[Point annotation dataset listing]
********

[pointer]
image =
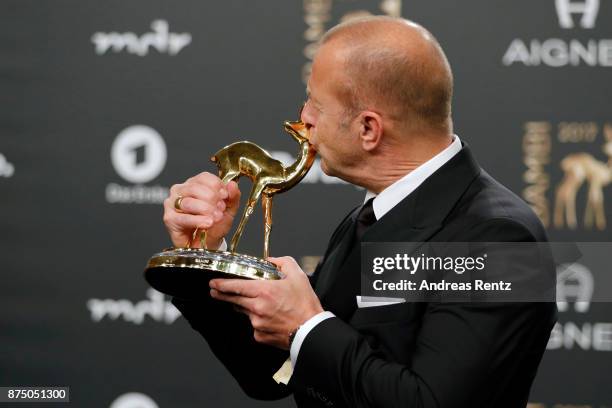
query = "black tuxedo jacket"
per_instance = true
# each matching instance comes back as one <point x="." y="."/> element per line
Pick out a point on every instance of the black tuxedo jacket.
<point x="406" y="354"/>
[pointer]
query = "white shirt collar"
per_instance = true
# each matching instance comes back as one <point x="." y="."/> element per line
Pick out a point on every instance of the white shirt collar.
<point x="396" y="192"/>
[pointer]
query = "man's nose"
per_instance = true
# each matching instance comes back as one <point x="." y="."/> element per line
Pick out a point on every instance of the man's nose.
<point x="305" y="116"/>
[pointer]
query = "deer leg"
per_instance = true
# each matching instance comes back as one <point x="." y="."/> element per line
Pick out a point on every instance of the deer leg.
<point x="588" y="211"/>
<point x="266" y="202"/>
<point x="248" y="210"/>
<point x="570" y="209"/>
<point x="558" y="216"/>
<point x="597" y="201"/>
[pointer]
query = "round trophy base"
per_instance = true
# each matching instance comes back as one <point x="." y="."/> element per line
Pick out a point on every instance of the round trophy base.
<point x="185" y="272"/>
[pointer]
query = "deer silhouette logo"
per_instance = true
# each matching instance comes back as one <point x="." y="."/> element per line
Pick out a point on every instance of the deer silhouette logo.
<point x="268" y="175"/>
<point x="578" y="168"/>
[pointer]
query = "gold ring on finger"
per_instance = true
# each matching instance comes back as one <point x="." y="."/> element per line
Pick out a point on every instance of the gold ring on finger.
<point x="177" y="203"/>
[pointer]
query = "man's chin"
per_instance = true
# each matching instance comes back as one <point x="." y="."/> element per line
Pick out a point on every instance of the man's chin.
<point x="326" y="170"/>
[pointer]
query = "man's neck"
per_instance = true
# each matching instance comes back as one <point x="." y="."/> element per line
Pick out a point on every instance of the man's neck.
<point x="394" y="162"/>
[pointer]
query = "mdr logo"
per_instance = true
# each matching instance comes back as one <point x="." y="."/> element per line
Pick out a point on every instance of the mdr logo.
<point x="138" y="155"/>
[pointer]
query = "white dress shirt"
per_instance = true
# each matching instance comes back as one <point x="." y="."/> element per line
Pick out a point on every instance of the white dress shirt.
<point x="382" y="204"/>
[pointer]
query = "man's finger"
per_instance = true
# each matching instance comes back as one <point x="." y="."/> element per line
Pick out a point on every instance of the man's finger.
<point x="286" y="264"/>
<point x="239" y="287"/>
<point x="233" y="199"/>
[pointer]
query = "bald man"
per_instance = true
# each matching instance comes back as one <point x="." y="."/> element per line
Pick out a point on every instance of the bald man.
<point x="379" y="114"/>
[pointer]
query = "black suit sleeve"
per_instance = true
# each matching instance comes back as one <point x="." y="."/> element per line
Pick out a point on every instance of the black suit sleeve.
<point x="230" y="337"/>
<point x="458" y="347"/>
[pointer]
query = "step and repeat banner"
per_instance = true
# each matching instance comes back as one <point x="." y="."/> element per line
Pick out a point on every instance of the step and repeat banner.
<point x="106" y="104"/>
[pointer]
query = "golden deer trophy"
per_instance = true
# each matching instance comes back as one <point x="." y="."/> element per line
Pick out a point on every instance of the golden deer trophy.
<point x="178" y="271"/>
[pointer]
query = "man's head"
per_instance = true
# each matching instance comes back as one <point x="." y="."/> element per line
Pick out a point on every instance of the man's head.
<point x="377" y="84"/>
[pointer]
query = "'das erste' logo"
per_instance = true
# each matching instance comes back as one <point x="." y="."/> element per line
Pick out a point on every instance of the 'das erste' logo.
<point x="134" y="400"/>
<point x="138" y="155"/>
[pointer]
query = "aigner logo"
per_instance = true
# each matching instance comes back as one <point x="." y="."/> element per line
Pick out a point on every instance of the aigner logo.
<point x="160" y="38"/>
<point x="559" y="52"/>
<point x="6" y="169"/>
<point x="138" y="155"/>
<point x="575" y="282"/>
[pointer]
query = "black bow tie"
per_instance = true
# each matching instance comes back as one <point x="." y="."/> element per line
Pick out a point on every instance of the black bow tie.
<point x="365" y="219"/>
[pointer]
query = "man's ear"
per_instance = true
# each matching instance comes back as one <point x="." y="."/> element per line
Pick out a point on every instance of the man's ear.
<point x="370" y="130"/>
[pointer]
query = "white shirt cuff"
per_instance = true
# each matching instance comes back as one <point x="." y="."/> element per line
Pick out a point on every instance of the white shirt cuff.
<point x="303" y="331"/>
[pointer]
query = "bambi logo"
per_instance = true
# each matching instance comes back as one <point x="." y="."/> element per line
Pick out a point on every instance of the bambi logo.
<point x="579" y="168"/>
<point x="588" y="9"/>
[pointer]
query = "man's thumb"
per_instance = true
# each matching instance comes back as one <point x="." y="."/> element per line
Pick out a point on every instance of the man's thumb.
<point x="233" y="198"/>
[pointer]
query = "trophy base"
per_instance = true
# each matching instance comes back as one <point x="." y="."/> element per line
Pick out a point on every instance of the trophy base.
<point x="185" y="272"/>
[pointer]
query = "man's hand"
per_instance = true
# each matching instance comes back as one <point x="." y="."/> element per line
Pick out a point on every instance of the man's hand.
<point x="207" y="204"/>
<point x="275" y="308"/>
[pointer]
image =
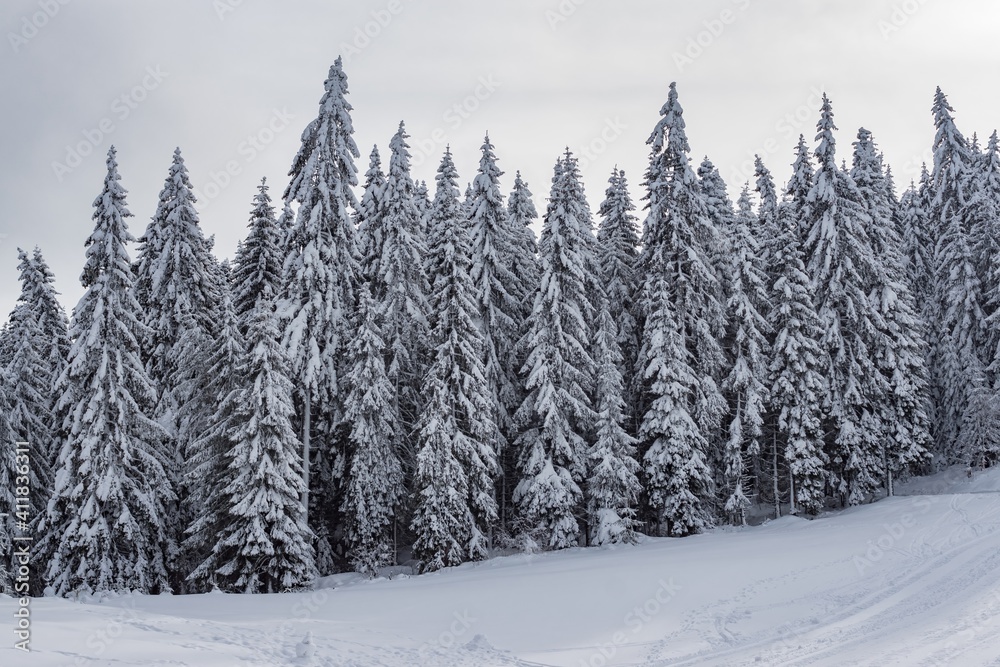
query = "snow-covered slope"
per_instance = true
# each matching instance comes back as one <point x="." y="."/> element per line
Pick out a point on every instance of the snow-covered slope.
<point x="911" y="580"/>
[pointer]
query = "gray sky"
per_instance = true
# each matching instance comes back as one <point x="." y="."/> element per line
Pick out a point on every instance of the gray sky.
<point x="234" y="82"/>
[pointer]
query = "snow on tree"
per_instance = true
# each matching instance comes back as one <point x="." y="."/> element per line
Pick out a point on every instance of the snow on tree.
<point x="797" y="386"/>
<point x="844" y="269"/>
<point x="618" y="254"/>
<point x="264" y="544"/>
<point x="105" y="525"/>
<point x="256" y="272"/>
<point x="399" y="283"/>
<point x="39" y="341"/>
<point x="745" y="385"/>
<point x="457" y="465"/>
<point x="557" y="415"/>
<point x="680" y="356"/>
<point x="678" y="479"/>
<point x="374" y="490"/>
<point x="502" y="294"/>
<point x="681" y="241"/>
<point x="369" y="215"/>
<point x="613" y="485"/>
<point x="899" y="348"/>
<point x="957" y="323"/>
<point x="320" y="277"/>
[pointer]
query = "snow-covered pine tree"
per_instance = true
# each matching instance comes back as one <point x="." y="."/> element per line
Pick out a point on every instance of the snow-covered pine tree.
<point x="613" y="486"/>
<point x="745" y="387"/>
<point x="457" y="464"/>
<point x="680" y="354"/>
<point x="618" y="255"/>
<point x="797" y="387"/>
<point x="680" y="231"/>
<point x="207" y="474"/>
<point x="369" y="215"/>
<point x="400" y="288"/>
<point x="956" y="362"/>
<point x="320" y="277"/>
<point x="374" y="490"/>
<point x="40" y="343"/>
<point x="557" y="414"/>
<point x="798" y="188"/>
<point x="264" y="545"/>
<point x="256" y="272"/>
<point x="899" y="348"/>
<point x="843" y="269"/>
<point x="502" y="297"/>
<point x="105" y="525"/>
<point x="765" y="230"/>
<point x="178" y="289"/>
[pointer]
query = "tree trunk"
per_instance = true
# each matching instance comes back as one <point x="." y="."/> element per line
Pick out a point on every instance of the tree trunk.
<point x="305" y="457"/>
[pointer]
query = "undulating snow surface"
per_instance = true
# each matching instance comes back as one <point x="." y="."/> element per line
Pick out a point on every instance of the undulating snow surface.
<point x="911" y="580"/>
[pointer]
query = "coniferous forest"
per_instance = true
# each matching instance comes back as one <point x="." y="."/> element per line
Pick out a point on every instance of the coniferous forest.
<point x="392" y="372"/>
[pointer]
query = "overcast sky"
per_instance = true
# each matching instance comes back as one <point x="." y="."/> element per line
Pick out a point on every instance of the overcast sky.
<point x="234" y="82"/>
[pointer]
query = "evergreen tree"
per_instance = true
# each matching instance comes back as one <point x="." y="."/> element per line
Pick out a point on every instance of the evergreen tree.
<point x="958" y="318"/>
<point x="899" y="348"/>
<point x="618" y="253"/>
<point x="502" y="296"/>
<point x="613" y="486"/>
<point x="264" y="545"/>
<point x="104" y="528"/>
<point x="745" y="384"/>
<point x="400" y="283"/>
<point x="40" y="343"/>
<point x="681" y="355"/>
<point x="208" y="478"/>
<point x="456" y="463"/>
<point x="557" y="414"/>
<point x="844" y="270"/>
<point x="371" y="210"/>
<point x="320" y="277"/>
<point x="797" y="387"/>
<point x="256" y="273"/>
<point x="374" y="489"/>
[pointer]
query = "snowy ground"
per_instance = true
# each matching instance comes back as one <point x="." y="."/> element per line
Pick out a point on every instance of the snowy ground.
<point x="912" y="580"/>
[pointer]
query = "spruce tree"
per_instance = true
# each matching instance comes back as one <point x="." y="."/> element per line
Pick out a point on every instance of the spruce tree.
<point x="374" y="490"/>
<point x="745" y="384"/>
<point x="843" y="269"/>
<point x="613" y="486"/>
<point x="105" y="526"/>
<point x="320" y="276"/>
<point x="681" y="355"/>
<point x="797" y="386"/>
<point x="456" y="464"/>
<point x="899" y="348"/>
<point x="256" y="272"/>
<point x="399" y="283"/>
<point x="618" y="254"/>
<point x="264" y="545"/>
<point x="557" y="415"/>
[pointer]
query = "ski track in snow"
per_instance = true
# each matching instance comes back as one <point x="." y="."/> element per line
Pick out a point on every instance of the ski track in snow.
<point x="791" y="592"/>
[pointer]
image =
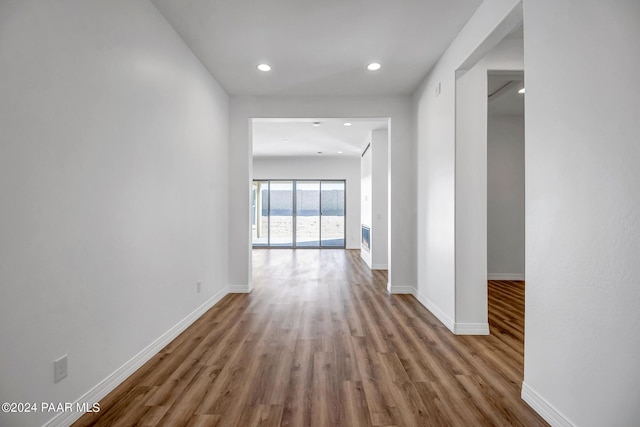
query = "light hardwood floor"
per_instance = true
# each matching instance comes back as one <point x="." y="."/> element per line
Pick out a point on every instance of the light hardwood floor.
<point x="319" y="342"/>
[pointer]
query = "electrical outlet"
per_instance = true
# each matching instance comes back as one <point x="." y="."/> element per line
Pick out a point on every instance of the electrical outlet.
<point x="60" y="368"/>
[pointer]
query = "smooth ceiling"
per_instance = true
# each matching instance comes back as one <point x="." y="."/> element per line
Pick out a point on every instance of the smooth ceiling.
<point x="299" y="138"/>
<point x="318" y="47"/>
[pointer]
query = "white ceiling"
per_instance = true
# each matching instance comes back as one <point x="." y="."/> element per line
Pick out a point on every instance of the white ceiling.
<point x="318" y="47"/>
<point x="299" y="138"/>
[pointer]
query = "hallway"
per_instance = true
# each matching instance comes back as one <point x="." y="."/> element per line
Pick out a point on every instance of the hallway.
<point x="320" y="342"/>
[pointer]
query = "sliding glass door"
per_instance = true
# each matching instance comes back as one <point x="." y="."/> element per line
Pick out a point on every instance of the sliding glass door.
<point x="308" y="213"/>
<point x="299" y="213"/>
<point x="281" y="213"/>
<point x="332" y="206"/>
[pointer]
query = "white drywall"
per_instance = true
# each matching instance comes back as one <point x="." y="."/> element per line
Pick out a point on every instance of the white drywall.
<point x="112" y="173"/>
<point x="435" y="131"/>
<point x="471" y="184"/>
<point x="582" y="332"/>
<point x="380" y="199"/>
<point x="402" y="170"/>
<point x="347" y="168"/>
<point x="366" y="199"/>
<point x="505" y="197"/>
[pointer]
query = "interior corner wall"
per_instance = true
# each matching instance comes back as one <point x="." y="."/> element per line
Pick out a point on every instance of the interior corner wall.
<point x="505" y="197"/>
<point x="434" y="110"/>
<point x="471" y="184"/>
<point x="582" y="323"/>
<point x="379" y="199"/>
<point x="112" y="173"/>
<point x="366" y="199"/>
<point x="402" y="266"/>
<point x="321" y="167"/>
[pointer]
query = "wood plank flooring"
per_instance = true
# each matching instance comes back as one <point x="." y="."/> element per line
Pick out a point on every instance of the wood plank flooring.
<point x="319" y="342"/>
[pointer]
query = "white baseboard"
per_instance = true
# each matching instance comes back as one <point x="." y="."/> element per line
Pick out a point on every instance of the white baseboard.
<point x="366" y="257"/>
<point x="395" y="289"/>
<point x="505" y="276"/>
<point x="107" y="385"/>
<point x="544" y="408"/>
<point x="239" y="289"/>
<point x="435" y="310"/>
<point x="471" y="328"/>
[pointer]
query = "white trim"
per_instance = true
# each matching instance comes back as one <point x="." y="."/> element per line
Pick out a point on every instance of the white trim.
<point x="505" y="276"/>
<point x="107" y="385"/>
<point x="435" y="310"/>
<point x="238" y="289"/>
<point x="366" y="256"/>
<point x="544" y="408"/>
<point x="471" y="328"/>
<point x="395" y="289"/>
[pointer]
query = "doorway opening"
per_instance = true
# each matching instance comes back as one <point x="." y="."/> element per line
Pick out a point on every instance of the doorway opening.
<point x="299" y="214"/>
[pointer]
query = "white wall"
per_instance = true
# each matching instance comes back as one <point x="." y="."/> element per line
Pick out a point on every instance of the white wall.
<point x="366" y="199"/>
<point x="347" y="168"/>
<point x="471" y="184"/>
<point x="505" y="197"/>
<point x="435" y="132"/>
<point x="112" y="171"/>
<point x="582" y="337"/>
<point x="380" y="199"/>
<point x="402" y="266"/>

********

- _WRITTEN INSTRUCTION_
List every line of the listing above that contains the word "slope".

- _WORKED SOLUTION_
query = "snow-covered slope"
Pick out a point on every instance of the snow-covered slope.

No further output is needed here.